EXERCISE REQUIREMENTS =>
Repeat every line of the material below word for word, without changing anything.

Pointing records
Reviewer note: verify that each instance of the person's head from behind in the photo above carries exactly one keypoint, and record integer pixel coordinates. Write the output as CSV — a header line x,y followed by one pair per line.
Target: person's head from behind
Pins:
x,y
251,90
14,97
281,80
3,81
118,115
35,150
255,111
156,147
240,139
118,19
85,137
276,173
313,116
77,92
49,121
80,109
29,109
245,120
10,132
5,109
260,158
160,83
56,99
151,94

ANSWER FOR THIS EXERCISE =>
Reviewer note: verify that each instance of the person's head from behind in the photo above carries exactly one keypoint, and record integer pixel coordinates. Write the output as CSV — a header line x,y followed by one pair per line.
Target: person's head from behind
Pins:
x,y
251,90
14,97
281,80
3,81
118,115
35,150
255,111
156,147
240,139
118,19
85,137
276,173
313,116
77,92
49,121
80,109
29,109
245,120
10,132
5,109
260,158
160,83
56,99
151,94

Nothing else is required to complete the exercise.